• PASSAGE SHOWN:
Family Involvement Improves Outcomes for Those with Mental Illness

In my last post, I mentioned being lost in a research rabbit hole—I’m only halfway out by now. The research I’m doing is for the conclusion of a book manuscript that’s due to my publisher at the end of the summer. That may sound like a long time off, but between now and then is a two-week Alaskan adventure (Yay!!) and two visits from family: a sister- and brother-in-law and two teenage grandsons (Double Yay!!). I’ve also volunteered to take on some writing tasks for the local Indivisible chapter I belong to and have a memoir manuscript waiting to be published. The summer will be busy.

The premise of my book, Advocating for Mentally Ill Family Members, is that individuals with serious mental illness (SMI) should not be treated in isolation from their families. Some families are dysfunctional, of course, but for the most part, family support is essential for patients in managing their SMI. One major problem is that HIPAA law restricts family members from accessing medical records unless their relative expressly allows it. A person with SMI’s disordered thoughts may prevent this.

• COMPLETE THE FOLLOWING:
1/ Summarize the post on family involvement in mental illness in two sentences.
2/ Carry on the post about family involvement in mental illness from its final sentence, keeping the same voice.
The stored data has nothing to do with this.

[Stored data]
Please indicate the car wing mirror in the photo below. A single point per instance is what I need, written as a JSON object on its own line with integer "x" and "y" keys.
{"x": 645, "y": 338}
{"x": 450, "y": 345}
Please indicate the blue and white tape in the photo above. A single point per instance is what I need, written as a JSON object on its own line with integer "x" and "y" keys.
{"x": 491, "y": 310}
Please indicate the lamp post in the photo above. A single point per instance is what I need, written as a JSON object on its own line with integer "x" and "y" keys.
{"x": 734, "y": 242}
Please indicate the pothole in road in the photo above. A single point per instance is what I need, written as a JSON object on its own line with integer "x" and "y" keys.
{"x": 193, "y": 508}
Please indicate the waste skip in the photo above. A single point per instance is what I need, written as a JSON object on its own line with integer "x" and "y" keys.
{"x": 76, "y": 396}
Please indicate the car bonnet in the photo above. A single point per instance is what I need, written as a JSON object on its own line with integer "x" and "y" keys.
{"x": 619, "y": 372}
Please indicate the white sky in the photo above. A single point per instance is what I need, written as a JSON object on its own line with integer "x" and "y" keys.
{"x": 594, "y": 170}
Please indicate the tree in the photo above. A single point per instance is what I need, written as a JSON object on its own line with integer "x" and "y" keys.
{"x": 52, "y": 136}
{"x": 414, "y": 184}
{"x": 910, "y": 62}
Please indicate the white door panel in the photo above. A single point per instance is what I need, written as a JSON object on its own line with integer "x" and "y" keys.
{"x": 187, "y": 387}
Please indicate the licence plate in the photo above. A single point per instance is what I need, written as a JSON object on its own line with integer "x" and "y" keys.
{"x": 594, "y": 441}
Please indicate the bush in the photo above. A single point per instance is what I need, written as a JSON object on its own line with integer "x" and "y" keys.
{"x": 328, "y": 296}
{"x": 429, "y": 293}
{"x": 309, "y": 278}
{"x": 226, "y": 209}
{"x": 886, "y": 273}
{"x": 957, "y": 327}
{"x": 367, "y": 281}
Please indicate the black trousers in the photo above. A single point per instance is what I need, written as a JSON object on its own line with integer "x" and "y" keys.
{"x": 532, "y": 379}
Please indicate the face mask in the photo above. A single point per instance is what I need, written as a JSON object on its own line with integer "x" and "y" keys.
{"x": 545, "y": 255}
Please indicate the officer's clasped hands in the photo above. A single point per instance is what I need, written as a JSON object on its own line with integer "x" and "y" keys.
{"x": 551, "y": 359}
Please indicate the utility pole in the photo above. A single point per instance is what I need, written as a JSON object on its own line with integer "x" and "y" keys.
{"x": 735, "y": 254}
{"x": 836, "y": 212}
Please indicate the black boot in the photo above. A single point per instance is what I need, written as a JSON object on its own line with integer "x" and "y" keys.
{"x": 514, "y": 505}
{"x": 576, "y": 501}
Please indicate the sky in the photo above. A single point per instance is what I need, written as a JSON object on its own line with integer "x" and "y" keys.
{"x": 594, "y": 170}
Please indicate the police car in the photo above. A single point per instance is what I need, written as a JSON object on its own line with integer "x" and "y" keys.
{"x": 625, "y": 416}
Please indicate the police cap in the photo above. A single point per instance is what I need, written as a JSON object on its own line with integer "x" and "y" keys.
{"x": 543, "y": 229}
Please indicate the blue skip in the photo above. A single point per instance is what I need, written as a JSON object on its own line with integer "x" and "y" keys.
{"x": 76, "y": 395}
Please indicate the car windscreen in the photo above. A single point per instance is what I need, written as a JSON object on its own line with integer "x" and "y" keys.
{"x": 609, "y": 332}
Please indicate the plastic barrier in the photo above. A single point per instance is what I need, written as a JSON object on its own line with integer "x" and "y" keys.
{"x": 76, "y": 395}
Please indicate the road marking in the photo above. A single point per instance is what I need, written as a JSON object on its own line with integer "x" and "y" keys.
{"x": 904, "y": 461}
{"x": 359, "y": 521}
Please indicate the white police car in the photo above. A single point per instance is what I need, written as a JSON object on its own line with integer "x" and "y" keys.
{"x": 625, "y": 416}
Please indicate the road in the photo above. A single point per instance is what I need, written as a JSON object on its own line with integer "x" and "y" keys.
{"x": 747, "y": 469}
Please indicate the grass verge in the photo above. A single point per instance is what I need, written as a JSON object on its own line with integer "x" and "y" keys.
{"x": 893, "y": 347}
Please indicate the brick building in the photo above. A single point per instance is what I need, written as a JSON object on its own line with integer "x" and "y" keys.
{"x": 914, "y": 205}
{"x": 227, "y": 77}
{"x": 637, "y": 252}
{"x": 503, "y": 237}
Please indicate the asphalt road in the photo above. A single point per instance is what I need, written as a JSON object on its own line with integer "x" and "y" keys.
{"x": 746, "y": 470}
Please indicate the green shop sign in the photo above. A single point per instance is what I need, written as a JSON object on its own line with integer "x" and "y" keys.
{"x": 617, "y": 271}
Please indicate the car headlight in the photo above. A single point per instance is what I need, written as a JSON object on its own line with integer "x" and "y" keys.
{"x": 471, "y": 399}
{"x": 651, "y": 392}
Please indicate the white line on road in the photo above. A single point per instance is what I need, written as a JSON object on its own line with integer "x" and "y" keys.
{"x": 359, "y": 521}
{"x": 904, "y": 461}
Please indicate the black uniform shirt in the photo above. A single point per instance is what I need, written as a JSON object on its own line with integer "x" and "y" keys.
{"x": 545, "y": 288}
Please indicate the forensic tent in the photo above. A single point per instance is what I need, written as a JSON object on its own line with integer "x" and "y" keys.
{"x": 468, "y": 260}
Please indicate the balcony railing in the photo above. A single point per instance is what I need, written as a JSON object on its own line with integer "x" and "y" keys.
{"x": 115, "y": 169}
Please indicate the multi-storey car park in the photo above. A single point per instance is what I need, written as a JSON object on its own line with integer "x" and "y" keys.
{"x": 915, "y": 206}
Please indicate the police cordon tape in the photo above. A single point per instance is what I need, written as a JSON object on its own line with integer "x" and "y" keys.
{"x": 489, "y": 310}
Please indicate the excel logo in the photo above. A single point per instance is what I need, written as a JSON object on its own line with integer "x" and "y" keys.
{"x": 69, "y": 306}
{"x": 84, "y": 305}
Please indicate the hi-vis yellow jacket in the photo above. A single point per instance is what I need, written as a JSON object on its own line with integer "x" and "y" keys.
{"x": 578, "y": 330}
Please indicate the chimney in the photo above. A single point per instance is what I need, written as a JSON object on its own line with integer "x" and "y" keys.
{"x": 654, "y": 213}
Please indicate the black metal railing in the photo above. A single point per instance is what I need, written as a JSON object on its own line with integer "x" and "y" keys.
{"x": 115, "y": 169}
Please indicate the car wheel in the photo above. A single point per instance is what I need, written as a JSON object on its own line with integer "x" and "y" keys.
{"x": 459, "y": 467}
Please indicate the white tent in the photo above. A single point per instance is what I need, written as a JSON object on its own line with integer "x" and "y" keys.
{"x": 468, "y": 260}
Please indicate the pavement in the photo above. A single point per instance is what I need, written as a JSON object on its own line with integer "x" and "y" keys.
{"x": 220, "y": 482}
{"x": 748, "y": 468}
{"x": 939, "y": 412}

• RESPONSE LIST:
1/ The writer is researching the conclusion of a book manuscript due to the publisher at the end of a busy summer that also includes a two-week Alaskan trip, two family visits, volunteer writing for a local Indivisible chapter, and a memoir waiting to be published. The book, Advocating for Mentally Ill Family Members, argues that people with serious mental illness should not be treated in isolation from their families, since family support is usually essential, yet HIPAA law keeps family members from medical records unless the relative expressly allows it.

2/
Parents of minor children have the right to monitor their child’s medical records, but the parents of an adult child do not, without permission. This is not a bad thing in most cases, but when that adult child has schizophrenia or another form of mental illness with symptoms like delusions or hallucinations, they often refuse to believe they are ill. Even worse, some believe their family members intend to harm them.

Photo by Arun Anoop on Unsplash

Many of the people I interviewed for this book are frustrated by this restriction. It was designed with positive purpose, but it makes life exceedingly difficult for some relatives of adults who refuse to seek treatment. On the whole, persons with mental health conditions of many types (depression, ADHD, PTSD, substance abuse disorders, etc.) are more likely to be victims of violence than perpetrators of it. However, for those with SMI (schizophrenia and other psychotic disorders), violence is not uncommon, and family members can be targets.

It’s impossible in most cases for family members to intervene and insist on psychiatric evaluation or involuntary hospitalization unless their relative is in imminent danger of harming themselves or another person. However, according to D. J. Jaffe, author of Insane Consequences: How the Mental Health Industry Fails the Mentally Ill, the emphasis should be on preventing violence rather than reacting to it. The families I interviewed would agree.

In interview, parents, children, siblings, and partners of relatives with mental illness shared how difficult it was to watch their loved ones deteriorate before their eyes and not be allowed to seek help for them. Some of the stories were heartbreaking.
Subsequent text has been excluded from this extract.